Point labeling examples
━━━━━━━━━━━━━━━━━━━━━━━━━━━━━━

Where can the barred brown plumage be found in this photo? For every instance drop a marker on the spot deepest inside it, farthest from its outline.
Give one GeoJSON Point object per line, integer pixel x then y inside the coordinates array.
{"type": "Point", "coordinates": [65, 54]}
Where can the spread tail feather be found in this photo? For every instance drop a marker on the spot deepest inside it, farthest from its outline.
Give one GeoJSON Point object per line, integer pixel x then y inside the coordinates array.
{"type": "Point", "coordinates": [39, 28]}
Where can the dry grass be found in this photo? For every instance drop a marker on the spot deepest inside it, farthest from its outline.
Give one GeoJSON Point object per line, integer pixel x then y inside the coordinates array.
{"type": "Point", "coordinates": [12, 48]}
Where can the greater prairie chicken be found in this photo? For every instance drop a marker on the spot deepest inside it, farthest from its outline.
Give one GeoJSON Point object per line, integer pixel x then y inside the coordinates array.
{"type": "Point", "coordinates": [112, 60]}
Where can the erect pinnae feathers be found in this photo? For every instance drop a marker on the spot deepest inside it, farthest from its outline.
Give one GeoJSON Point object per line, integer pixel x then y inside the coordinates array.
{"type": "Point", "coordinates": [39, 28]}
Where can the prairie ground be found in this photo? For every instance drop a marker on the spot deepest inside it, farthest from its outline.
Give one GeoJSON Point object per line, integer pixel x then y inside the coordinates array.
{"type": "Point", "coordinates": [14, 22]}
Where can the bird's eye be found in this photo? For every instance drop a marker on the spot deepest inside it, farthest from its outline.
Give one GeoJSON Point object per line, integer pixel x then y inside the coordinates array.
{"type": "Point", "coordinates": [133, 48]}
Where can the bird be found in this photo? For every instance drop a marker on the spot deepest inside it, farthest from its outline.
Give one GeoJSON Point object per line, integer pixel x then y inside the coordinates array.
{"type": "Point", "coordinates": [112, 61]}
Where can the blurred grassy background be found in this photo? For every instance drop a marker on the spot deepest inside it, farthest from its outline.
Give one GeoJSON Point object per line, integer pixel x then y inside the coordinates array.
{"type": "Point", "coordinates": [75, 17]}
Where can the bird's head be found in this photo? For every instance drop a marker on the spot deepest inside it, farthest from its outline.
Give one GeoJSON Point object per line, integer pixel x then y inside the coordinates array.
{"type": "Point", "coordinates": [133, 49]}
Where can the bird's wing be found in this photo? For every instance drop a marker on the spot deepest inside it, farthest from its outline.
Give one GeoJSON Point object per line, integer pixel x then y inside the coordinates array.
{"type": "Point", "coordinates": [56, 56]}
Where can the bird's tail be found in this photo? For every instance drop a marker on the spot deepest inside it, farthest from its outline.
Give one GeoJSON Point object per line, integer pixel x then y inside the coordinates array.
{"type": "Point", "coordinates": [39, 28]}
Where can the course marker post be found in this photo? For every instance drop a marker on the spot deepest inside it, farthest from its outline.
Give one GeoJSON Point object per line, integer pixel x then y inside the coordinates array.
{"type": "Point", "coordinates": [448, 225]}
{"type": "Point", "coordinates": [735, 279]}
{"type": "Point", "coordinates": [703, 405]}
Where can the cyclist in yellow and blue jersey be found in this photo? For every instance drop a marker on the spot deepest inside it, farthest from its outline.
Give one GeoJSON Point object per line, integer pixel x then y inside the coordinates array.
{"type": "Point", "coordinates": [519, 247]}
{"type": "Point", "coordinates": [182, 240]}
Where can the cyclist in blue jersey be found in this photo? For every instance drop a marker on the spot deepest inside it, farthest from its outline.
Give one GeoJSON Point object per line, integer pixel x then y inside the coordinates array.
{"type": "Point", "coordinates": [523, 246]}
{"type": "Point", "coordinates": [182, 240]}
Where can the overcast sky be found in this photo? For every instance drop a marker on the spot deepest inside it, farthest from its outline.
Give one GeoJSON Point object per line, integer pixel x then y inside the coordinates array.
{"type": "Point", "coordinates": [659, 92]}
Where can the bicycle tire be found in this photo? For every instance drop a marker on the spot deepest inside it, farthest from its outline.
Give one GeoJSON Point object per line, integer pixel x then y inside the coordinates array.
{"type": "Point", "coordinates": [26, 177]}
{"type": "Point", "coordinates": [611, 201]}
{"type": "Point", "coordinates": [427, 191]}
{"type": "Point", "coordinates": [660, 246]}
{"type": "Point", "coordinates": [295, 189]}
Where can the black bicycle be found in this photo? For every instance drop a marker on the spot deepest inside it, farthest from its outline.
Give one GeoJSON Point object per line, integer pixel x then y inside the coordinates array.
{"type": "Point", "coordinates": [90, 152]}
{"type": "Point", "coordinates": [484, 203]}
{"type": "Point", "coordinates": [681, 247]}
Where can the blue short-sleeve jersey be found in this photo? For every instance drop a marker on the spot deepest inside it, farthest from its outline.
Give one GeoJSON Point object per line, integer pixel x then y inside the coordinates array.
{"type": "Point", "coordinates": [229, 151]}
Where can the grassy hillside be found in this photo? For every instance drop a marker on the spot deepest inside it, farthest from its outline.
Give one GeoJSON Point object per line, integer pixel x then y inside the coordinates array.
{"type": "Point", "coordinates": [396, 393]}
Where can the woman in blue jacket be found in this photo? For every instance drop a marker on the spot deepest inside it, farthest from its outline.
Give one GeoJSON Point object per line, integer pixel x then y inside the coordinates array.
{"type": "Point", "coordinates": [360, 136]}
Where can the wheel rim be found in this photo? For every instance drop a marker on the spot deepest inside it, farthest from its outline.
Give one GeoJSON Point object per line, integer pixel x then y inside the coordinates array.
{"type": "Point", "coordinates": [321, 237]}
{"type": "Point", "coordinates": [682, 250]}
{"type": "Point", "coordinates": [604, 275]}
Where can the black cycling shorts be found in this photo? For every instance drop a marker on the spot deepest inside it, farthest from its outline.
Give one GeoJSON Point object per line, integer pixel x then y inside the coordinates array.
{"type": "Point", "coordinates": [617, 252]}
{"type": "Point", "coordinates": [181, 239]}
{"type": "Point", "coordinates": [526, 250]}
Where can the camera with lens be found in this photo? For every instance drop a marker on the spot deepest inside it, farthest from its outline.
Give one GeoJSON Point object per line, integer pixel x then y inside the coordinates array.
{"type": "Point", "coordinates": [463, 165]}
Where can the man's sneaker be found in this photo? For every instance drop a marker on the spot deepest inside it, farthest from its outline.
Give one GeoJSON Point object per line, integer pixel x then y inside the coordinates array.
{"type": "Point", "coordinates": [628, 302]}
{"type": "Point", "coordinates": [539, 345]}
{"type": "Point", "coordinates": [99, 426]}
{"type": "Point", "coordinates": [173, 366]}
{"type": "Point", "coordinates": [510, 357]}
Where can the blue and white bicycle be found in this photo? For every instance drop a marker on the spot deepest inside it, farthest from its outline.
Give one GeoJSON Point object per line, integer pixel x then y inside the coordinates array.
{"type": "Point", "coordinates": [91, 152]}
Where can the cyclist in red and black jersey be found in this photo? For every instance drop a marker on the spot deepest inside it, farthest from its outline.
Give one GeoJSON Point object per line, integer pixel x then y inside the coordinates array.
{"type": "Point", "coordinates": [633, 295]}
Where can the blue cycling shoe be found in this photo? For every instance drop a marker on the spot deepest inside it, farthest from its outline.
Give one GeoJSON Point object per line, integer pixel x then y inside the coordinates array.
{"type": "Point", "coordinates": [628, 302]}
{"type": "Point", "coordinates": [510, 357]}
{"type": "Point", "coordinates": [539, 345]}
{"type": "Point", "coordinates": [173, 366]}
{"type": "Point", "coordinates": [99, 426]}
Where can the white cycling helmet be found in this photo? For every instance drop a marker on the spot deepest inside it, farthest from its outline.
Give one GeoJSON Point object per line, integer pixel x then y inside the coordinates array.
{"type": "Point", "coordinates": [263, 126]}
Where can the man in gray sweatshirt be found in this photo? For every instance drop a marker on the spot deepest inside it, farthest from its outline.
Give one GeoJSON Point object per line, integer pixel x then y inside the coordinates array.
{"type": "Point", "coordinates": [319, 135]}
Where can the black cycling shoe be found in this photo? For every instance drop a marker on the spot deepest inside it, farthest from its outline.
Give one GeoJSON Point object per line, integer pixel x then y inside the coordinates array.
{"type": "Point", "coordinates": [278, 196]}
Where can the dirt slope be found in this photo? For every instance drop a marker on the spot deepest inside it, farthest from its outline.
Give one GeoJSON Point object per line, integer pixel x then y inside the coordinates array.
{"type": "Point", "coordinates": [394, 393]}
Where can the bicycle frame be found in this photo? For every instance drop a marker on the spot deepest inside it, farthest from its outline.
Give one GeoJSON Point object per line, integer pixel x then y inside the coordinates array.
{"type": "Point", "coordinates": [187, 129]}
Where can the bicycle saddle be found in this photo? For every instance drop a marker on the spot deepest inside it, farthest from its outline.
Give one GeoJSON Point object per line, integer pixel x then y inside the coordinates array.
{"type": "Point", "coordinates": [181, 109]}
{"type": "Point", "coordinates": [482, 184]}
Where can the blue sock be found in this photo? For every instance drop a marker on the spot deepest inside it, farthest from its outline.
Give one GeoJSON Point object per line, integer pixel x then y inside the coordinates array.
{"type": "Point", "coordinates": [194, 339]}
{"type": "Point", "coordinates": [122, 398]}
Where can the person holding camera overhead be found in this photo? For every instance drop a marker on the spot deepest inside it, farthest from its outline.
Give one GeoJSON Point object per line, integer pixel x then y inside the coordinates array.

━━━━━━━━━━━━━━━━━━━━━━━━━━━━━━

EXERCISE OBJECTIVE
Reproduce the lines of the entries above exactly, but only from the line containing "Where can the blue sock" through the final line.

TASK OUTPUT
Where can the blue sock be found in this photo? For every instance drop a marker on the spot deepest inside it, farthest from its outline.
Give one GeoJSON Point object per line, integer pixel x then y inside the coordinates array.
{"type": "Point", "coordinates": [194, 339]}
{"type": "Point", "coordinates": [122, 398]}
Where can the person holding camera overhead be found in this photo? For every instance drop a marker on the spot deepest inside it, farthest from its outline.
Give one GeoJSON Point object per line, integer pixel x then y inside the coordinates array.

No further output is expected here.